**REQUIREMENT:** Transcribe every entry below word for word, but skip the pictures.

Records drawn from a dataset
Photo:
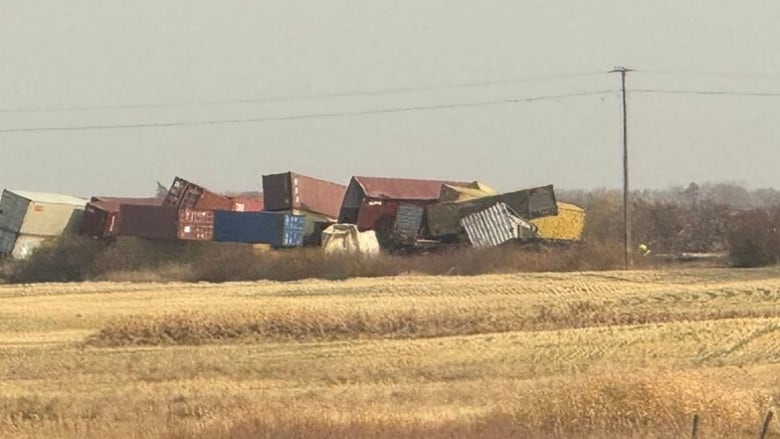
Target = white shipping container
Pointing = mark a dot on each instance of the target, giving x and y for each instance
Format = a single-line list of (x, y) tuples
[(25, 245), (41, 214)]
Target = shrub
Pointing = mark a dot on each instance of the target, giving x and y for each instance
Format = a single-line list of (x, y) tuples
[(753, 238)]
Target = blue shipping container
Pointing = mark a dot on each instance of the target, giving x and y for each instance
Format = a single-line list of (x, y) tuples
[(276, 229)]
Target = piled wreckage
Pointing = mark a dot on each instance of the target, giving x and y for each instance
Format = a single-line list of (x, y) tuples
[(293, 210)]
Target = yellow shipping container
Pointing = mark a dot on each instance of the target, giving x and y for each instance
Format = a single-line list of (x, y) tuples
[(566, 226)]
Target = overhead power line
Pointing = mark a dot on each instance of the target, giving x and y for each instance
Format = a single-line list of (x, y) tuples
[(705, 92), (745, 76), (303, 116), (301, 98)]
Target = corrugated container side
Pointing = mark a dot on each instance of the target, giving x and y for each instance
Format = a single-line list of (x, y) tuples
[(187, 195), (408, 222), (490, 227), (7, 241), (152, 222), (276, 229), (13, 209), (26, 244), (196, 225)]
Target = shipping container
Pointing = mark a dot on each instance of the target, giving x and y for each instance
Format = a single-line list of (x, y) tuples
[(102, 213), (247, 204), (7, 241), (372, 202), (443, 219), (568, 225), (494, 226), (313, 225), (408, 223), (151, 222), (40, 214), (291, 191), (26, 244), (184, 194), (196, 225), (276, 229), (463, 193)]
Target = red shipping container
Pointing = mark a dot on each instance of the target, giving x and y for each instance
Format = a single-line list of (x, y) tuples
[(195, 225)]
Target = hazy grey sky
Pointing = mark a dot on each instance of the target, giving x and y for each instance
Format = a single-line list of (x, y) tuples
[(57, 53)]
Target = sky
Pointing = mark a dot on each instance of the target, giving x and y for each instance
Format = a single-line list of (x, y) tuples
[(97, 63)]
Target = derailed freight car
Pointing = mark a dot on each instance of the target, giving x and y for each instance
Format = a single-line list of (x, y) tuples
[(150, 222), (443, 219), (185, 194), (29, 218), (101, 216), (275, 229), (372, 203), (319, 201)]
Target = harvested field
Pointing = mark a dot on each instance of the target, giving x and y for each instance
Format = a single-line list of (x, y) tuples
[(629, 354)]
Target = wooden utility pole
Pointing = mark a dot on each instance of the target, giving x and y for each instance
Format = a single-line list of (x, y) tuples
[(626, 208)]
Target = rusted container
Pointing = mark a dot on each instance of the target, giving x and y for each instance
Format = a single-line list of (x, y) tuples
[(443, 219), (7, 241), (184, 194), (102, 214), (151, 222), (196, 225), (372, 202), (291, 191)]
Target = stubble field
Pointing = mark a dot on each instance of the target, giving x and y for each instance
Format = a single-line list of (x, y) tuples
[(602, 354)]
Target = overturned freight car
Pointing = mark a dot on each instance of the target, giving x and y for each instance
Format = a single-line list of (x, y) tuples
[(372, 203), (318, 201), (443, 219), (101, 216), (185, 194), (29, 218)]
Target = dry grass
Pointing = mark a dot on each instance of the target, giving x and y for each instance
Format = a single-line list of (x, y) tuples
[(600, 354)]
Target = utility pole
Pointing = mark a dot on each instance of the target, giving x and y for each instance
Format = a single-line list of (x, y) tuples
[(626, 208)]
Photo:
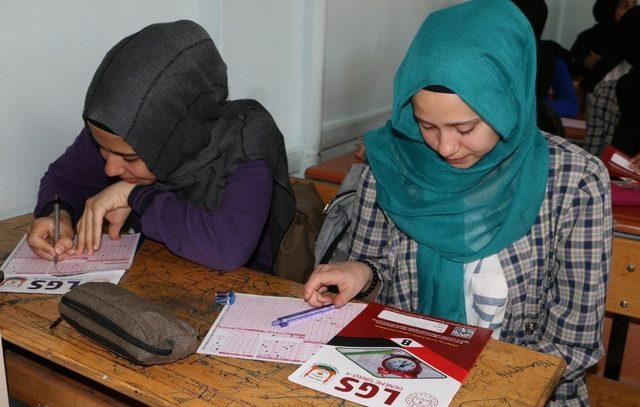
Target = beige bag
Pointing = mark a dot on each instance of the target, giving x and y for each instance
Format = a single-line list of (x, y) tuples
[(295, 259)]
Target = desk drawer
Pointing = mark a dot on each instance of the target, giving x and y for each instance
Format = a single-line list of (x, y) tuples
[(623, 295)]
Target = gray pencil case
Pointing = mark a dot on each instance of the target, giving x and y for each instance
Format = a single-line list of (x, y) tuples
[(127, 324)]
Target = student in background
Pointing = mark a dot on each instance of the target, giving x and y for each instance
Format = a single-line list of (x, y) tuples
[(555, 94), (164, 149), (627, 135), (466, 211), (603, 112), (596, 41)]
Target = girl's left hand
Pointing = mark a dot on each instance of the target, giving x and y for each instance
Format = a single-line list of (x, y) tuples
[(112, 204)]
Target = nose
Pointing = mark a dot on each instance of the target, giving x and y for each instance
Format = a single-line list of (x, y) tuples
[(114, 165), (448, 145)]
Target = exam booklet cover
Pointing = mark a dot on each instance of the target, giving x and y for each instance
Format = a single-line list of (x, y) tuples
[(390, 357)]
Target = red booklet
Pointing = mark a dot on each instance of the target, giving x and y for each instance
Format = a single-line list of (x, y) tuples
[(617, 163), (388, 357)]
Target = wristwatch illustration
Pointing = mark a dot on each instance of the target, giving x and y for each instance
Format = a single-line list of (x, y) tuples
[(406, 367)]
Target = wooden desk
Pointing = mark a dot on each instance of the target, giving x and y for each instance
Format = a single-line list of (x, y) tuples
[(505, 374)]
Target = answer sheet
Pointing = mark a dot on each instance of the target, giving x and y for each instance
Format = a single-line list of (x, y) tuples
[(113, 255), (243, 329)]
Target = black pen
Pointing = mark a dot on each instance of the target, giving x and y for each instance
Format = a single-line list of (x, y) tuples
[(56, 227)]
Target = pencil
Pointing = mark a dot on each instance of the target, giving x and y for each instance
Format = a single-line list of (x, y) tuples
[(56, 227)]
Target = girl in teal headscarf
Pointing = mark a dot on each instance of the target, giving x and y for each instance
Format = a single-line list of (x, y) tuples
[(463, 195)]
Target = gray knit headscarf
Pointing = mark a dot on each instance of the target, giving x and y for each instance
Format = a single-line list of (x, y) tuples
[(163, 90)]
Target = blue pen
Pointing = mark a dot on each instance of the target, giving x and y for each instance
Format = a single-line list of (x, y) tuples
[(298, 316)]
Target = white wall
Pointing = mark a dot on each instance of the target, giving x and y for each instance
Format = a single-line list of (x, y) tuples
[(275, 54), (323, 68), (365, 43), (567, 19), (50, 50), (274, 51)]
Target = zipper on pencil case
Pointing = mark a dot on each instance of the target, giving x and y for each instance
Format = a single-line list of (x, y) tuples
[(109, 325)]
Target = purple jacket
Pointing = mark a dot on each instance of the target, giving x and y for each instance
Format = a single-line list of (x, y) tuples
[(233, 235)]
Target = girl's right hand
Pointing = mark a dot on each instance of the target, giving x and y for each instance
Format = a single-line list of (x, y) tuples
[(40, 237), (351, 277)]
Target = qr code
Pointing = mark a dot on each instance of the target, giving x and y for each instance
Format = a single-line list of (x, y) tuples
[(462, 332)]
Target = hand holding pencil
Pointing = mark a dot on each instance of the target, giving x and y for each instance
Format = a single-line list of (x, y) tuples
[(41, 236)]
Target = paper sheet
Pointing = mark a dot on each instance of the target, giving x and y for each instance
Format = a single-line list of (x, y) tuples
[(25, 272), (48, 284), (113, 255), (243, 329)]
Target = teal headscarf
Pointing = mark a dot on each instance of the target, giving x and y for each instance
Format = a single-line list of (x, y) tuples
[(483, 50)]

**EXPECTED ANSWER:**
Photo:
Target = white shipping container
Pointing = mark a dot on each instance of the target, giving x and y for each instance
Format = a single-line list of (x, y) tuples
[(25, 245), (41, 214)]
Target = shrub
Pointing = mark a dot on each instance of the target, giving x and y for each instance
Format = a single-line list of (x, y) tuples
[(753, 238)]
Target = blue shipping container
Pointing = mark a dot on each instance of the target, giving x and y for each instance
Format = a single-line list of (x, y) tuples
[(276, 229)]
Target = piled wreckage
Pointing = mark a dot on each instance of the target, giving x and y for each instance
Format = a single-line list of (x, y) tuples
[(293, 210)]
Target = yellow shipping container
Pointing = mark a dot on each instance of the target, giving x and y for each instance
Format = a single-line list of (x, y) tuples
[(566, 226)]
Target = overhead power line
Pointing = mark a dot on each instance of the target, giving x and y for each instance
Format = a single-line list of (x, y) tuples
[(705, 92), (745, 76), (303, 116), (301, 98)]
Target = corrugated container side
Pointing = mark a dot on each instance of the target, giving x and y for each instance
Format = a single-line list of (x, y) tuples
[(187, 195), (408, 222), (490, 227), (7, 241), (152, 222), (276, 229), (13, 209), (26, 244), (196, 225)]
Target = shipping container
Pointing = mark a dot on each instance of the target, giving x and y for each instance
Format = a single-line list of (x, y) tuples
[(102, 213), (247, 204), (7, 241), (372, 202), (443, 219), (568, 225), (494, 226), (313, 225), (408, 223), (151, 222), (40, 214), (291, 191), (26, 244), (184, 194), (196, 225), (276, 229), (463, 193)]
Target = red shipping container
Pointing = mark a dot on each instance of the target, giving x and y for each instance
Format = a single-line list of (x, y) tuples
[(195, 225)]
Target = hazy grey sky
Pointing = mark a dot on each instance of the target, giving x and y for each instance
Format = a single-line list of (x, y) tuples
[(57, 53)]
Target = sky
Pointing = mark a dot on each instance of the target, giving x and y for each instance
Format = a single-line list of (x, y) tuples
[(97, 63)]
Target = derailed freight car
Pointing = mark a dot on each instance of the target, giving x and y for each instance
Format = a single-line list of (x, y) tuples
[(150, 222), (443, 219), (185, 194), (29, 218), (101, 216), (275, 229), (372, 203), (319, 201)]
Target = harvested field
Pointing = mark a dot on each instance of the target, giving x and y for each instance
Format = a single-line list of (x, y) tuples
[(629, 354)]
Target = wooden utility pole
Pointing = mark a dot on each instance of the target, giving x and y for each instance
Format = a single-line list of (x, y) tuples
[(626, 208)]
Target = rusted container
Pointing = mark a dot on each instance of the target, giving x and y for each instance
Format = a single-line list of (x, y) tuples
[(443, 219), (7, 241), (184, 194), (102, 214), (151, 222), (196, 225), (372, 202), (291, 191)]
Target = stubble field
Pointing = mark a dot on each instance of the target, giving x and y for each instance
Format = a single-line list of (x, y) tuples
[(602, 354)]
Target = overturned freight car
Pointing = mark a dot on each instance of the target, giving x and y for each instance
Format = a single-line list of (x, y) tuples
[(372, 203), (318, 201), (443, 219), (101, 216), (185, 194), (29, 218)]
Target = dry grass
Pointing = mark a dot on each instance of the target, giving x and y for each instance
Format = a single-line list of (x, y) tuples
[(600, 354)]
Target = utility pole
Pointing = mark a dot on each instance of the target, giving x and y for each instance
Format = a single-line list of (x, y) tuples
[(626, 208)]
Photo:
Target = beige bag
Pointing = mark a dot on each instance of the target, giving x and y for each instance
Format = a single-line list of (x, y) tuples
[(295, 259)]
Target = desk drawer
Pointing = mark a dot on each instance of the target, giving x and y for each instance
Format = a single-line list of (x, y) tuples
[(623, 295)]
Target = gray pencil case
Pointing = mark a dot on each instance of the target, giving x and y for each instance
Format = a single-line list of (x, y) tuples
[(127, 324)]
Target = student in background
Pointing = mark a dot on each instance of the target, giving x and y for each instance
Format = a single-line list of (x, y) tuples
[(555, 94), (164, 149), (627, 135), (466, 211), (603, 112), (596, 41)]
Target = girl's left hand
Pointing = mark a dot on each instance of the target, giving x and y for each instance
Format = a single-line list of (x, y) tuples
[(112, 204)]
Target = nose
Pointing = mark a dot on each instance of the target, giving x and y for each instance
Format = a single-line list of (x, y) tuples
[(114, 165), (448, 145)]
Target = exam booklet cover
Pointing = mark a dot on each instance of the target, giving x and y for each instance
Format = a single-line list of (x, y) tuples
[(390, 357)]
Target = red booklet
Pointing = mark a dot on each instance of the target, giving x and y for each instance
Format = a single-line list of (x, y) tuples
[(617, 163), (388, 357)]
Target = wristwatch illustration
Pointing = mark a dot on each instance of the target, giving x and y for each instance
Format = a single-line list of (x, y) tuples
[(406, 367)]
Target = wooden desk
Pointing = mark a dot on each instance of the target, giving x and y for each instance
Format = a single-line list of (x, y) tuples
[(505, 374)]
Target = answer sheet
Pointing = mark a dot on each instance of the target, giving x and y for each instance
Format = a single-line list of (x, y) tuples
[(113, 255), (243, 329)]
Target = black pen
Pointing = mark a dot on each instance of the target, giving x and y for each instance
Format = a single-line list of (x, y) tuples
[(56, 227)]
Target = pencil
Pointing = mark a dot on each instance of the target, giving x and y for each instance
Format = a single-line list of (x, y) tuples
[(56, 227)]
Target = girl in teal headscarf
Pointing = mark a dot on each instance of the target, giving x and y for each instance
Format = a single-line list of (x, y) tuples
[(463, 195)]
Target = gray knit headscarf
Pointing = mark a dot on each instance of the target, giving x and y for each instance
Format = a single-line list of (x, y) tuples
[(163, 90)]
Target = blue pen
Pointing = mark a dot on each instance of the target, giving x and y for each instance
Format = a single-line list of (x, y) tuples
[(298, 316)]
Target = white wall
Pointing = mark a dot on each instance of the target, giving x and y for each instance
Format = a single-line list of (x, y) tuples
[(275, 54), (323, 68), (365, 43), (567, 19), (50, 50), (274, 51)]
Target = zipper on pencil case
Pointing = mark a dot on each instance of the target, giving x and y for each instance
Format = a single-line list of (x, y) tuples
[(109, 325)]
Target = purple jacket
Pointing = mark a dot on each instance of the target, giving x and y for each instance
Format = a single-line list of (x, y) tuples
[(233, 235)]
Target = girl's right hand
Pointing = mark a dot on each instance of the target, giving x and y for each instance
Format = a single-line list of (x, y) tuples
[(40, 237), (351, 277)]
Target = qr code
Pointing = mark a dot on each instance of the target, giving x and y for each instance
Format = a single-line list of (x, y) tuples
[(462, 332)]
Target = hand holding pencil
Pointing = mark a dot on each instance of the target, giving x and y for each instance
Format = a single-line list of (x, y) tuples
[(41, 236)]
Target = paper sheet
Pointing = mark a dot on each instance of the target, giving x and y for each instance
Format = a single-line list of (x, y) tuples
[(25, 272), (48, 284), (113, 255), (243, 329)]
Target = teal headscarf
Pointing = mark a dot on each instance of the target, giving x and y for each instance
Format = a single-line list of (x, y) tuples
[(483, 50)]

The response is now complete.